#### BRANO DA LEGGERE ####

Attacchi contro civili e obiettivi civili

Durante le prime fasi del conflitto, l’esercito turco e una coalizione di gruppi armati siriani sostenuta dalla Turchia hanno mostrato un vergognoso disprezzo per le vite civili compiendo gravi violazioni dei diritti umani e crimini di guerra, tra cui esecuzioni sommarie e attacchi illegali che hanno causato la morte o il ferimento di civili nel corso dell’offensiva militare nel nordest della Siria.

Dalle informazioni che abbiamo raccolto tra il 12 e il 16 ottobre – grazie a 17 testimonianze oculari di personale medico , soccorritori, sfollati, giornalisti e operatori umanitari locali e internazionali e all’analisi di filmatireferti medici e ulteriore documentazione – sono emerse prove schiaccianti di attacchi indiscriminati contro luoghi abitati (tra cui una casa, una panetteria e una scuola), compiuti dai militari turchi e dai gruppi armati siriani loro alleati.

L’atroce morte di Hevrin Khalaf

Attraverso testimonianze oculari, la lettura di un referto medico e l’analisi di immagini, abbiamo potuto ricostruire l’esecuzione sommaria di Hevrin Khalaf, esponente politica curda, segretaria generale del Partito Futuro della Siria, vittima il 12 ottobre di un’imboscata lungo l’autostrada Raqqa-Qamishli. La donna è stata trascinata fuori dall’automobile su cui viaggiava, picchiata e uccisa a sangue freddo da miliziani del gruppo Ahrar al-Sharqiya, che hanno assassinato anche la sua guardia del corpo.

#### DATI MOSTRATI ####

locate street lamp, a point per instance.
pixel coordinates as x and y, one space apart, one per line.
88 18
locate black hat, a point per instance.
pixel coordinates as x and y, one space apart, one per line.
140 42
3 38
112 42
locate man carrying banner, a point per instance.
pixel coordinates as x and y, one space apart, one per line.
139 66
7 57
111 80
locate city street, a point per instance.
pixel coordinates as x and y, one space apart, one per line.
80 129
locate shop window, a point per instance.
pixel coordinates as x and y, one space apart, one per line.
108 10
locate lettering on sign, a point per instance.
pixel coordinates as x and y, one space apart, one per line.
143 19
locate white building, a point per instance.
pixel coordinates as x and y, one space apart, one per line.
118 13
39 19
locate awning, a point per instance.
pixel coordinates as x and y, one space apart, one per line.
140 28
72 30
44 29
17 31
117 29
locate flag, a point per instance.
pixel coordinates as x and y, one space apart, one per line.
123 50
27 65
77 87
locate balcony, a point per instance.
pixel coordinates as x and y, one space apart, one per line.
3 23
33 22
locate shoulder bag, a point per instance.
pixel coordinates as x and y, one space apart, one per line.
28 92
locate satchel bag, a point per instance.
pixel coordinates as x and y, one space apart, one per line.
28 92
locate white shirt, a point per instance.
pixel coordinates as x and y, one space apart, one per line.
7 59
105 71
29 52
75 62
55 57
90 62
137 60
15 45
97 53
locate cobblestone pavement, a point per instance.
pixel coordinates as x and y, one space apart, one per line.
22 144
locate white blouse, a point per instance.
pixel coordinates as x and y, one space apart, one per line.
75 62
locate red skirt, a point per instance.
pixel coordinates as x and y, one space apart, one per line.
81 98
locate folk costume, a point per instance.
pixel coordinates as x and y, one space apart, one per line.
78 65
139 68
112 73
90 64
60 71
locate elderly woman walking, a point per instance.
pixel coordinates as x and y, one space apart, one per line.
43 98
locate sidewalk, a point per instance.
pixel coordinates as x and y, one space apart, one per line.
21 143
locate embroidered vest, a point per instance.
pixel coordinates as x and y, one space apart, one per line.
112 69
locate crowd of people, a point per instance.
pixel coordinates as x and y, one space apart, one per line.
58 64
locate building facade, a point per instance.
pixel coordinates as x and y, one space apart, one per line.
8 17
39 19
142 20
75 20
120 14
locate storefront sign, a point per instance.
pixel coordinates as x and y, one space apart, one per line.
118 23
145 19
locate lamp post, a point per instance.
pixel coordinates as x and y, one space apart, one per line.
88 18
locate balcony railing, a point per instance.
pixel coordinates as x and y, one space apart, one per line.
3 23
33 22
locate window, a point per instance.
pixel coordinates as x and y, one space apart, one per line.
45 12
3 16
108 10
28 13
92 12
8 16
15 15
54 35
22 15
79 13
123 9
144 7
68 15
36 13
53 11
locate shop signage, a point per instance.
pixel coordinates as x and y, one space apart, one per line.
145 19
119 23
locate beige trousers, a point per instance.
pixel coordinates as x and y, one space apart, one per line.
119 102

####
#### DATI MOSTRATI ####

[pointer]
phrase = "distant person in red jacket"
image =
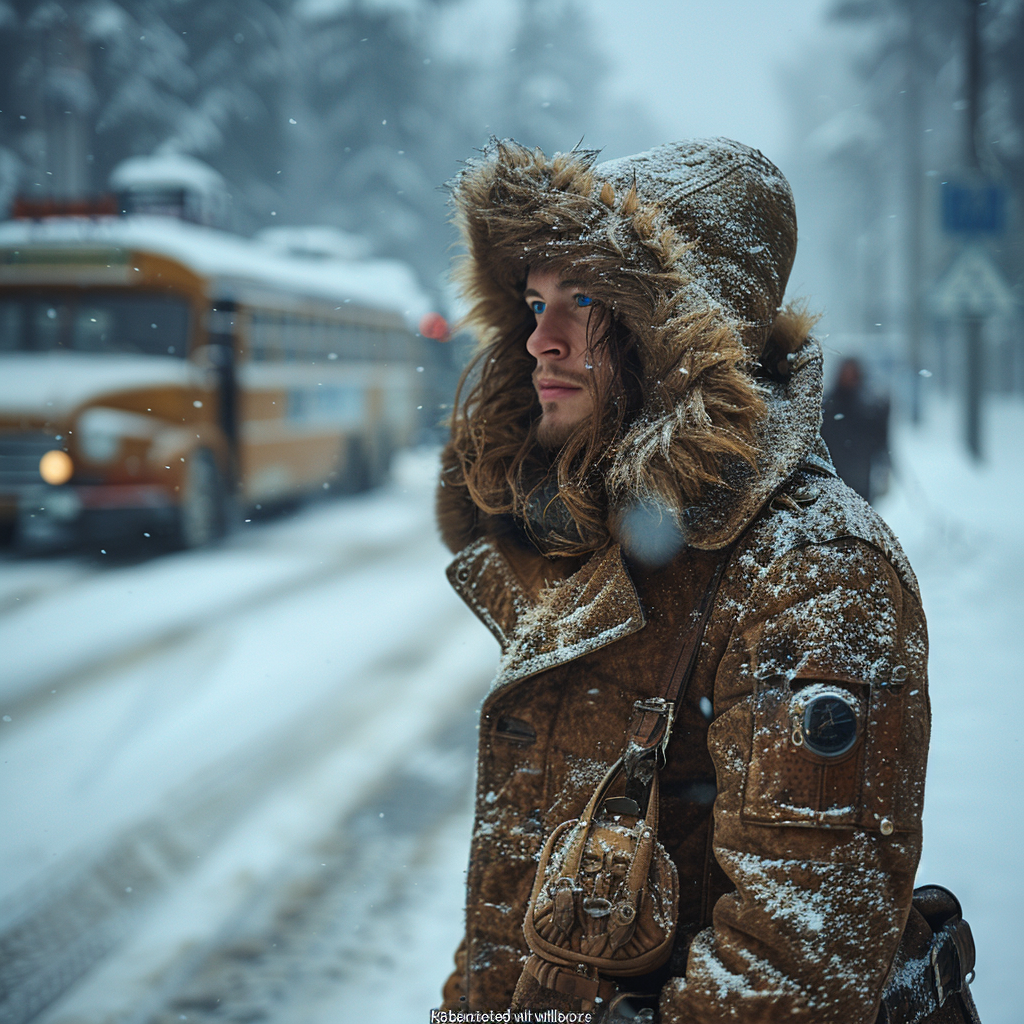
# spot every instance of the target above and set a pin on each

####

### ELENCO DEI COMPITI
[1] Rispondi a queste domande sul testo sull'offensiva turca nel nordest della Siria, con le stesse lettere:
(a) Su quante testimonianze oculari si basano le informazioni raccolte?
(b) Di quale partito Hevrin Khalaf era segretaria generale?
(c) A quale gruppo appartenevano i miliziani che l'hanno uccisa?
[2] Per favore, prosegui il testo sull'offensiva turca nel nordest della Siria, partendo dopo la sua ultima frase.

### RISPOSTE PER NUMERO
[1]
(a) Su 17 testimonianze oculari.
(b) Del Partito Futuro della Siria.
(c) Al gruppo Ahrar al-Sharqiya.

[2]
L’offensiva della Turchia ha avuto inizio il 9 ottobre 2019, dopo che le truppe statunitensi, alleate dei curdi, si sono ritirate dalla zona di confine: un punto su cosa sta succedendo.

© SOPA/Getty Images

Rimpatri forzati illegali dalla Turchia in Siria

Nei mesi che hanno preceduto l’incursione militare nel nordest della Siria, e prima del tentativo di creare la cosiddetta “zona sicura” oltre i suoi confini, la Turchia ha rimpatriato forzatamente rifugiati siriani.

In assenza di statistiche ufficiali, stimare il numero delle persone rimpatriate a forza è difficile. Ma sulla base di decine di interviste realizzate tra luglio e ottobre del 2019, riteniamo che negli ultimi pochi mesi i rimpatri siano stati centinaia. Le autorità turche parlano di un totale di 315.000 persone tornate in Siria in modo del tutto volontario.

Rimpatriare rifugiati siriani è un’azione illegale che li espone a gravi rischi di subire violazioni dei diritti umani.

Conflitto in Siria: gli ultimi sviluppi

Martedì 22 ottobre, il presidente russo Vladimir Putin e il presidente turco Recep Tayyip Erdoğan da Sochi, in Russia, hanno annunciato il prolungamento della tregua, dando altro tempo ai curdi per lasciare i territori lungo il confine con la Turchia, in una zona larga circa 30 chilometri.

Questa zona viene chiamata “corridoio di sicurezza” e si tratta dell’area che Erdoğan aveva detto di volere creare come obiettivo dell’operazione “Fonte di pace”, dal quale cacciare i curdi e dove trasferire centinaia di migliaia di profughi siriani scappati in Turchia durante gli anni della guerra in Siria.

L’incontro è coinciso con la fine della tregua concordata il 17 ottobre tra Stati Uniti e Turchia, che prevedeva la sospensione degli attacchi turchi per cinque giorni e allo stesso tempo il ritiro dei curdi siriani da un’ampia zona di confine tra Siria e Turchia.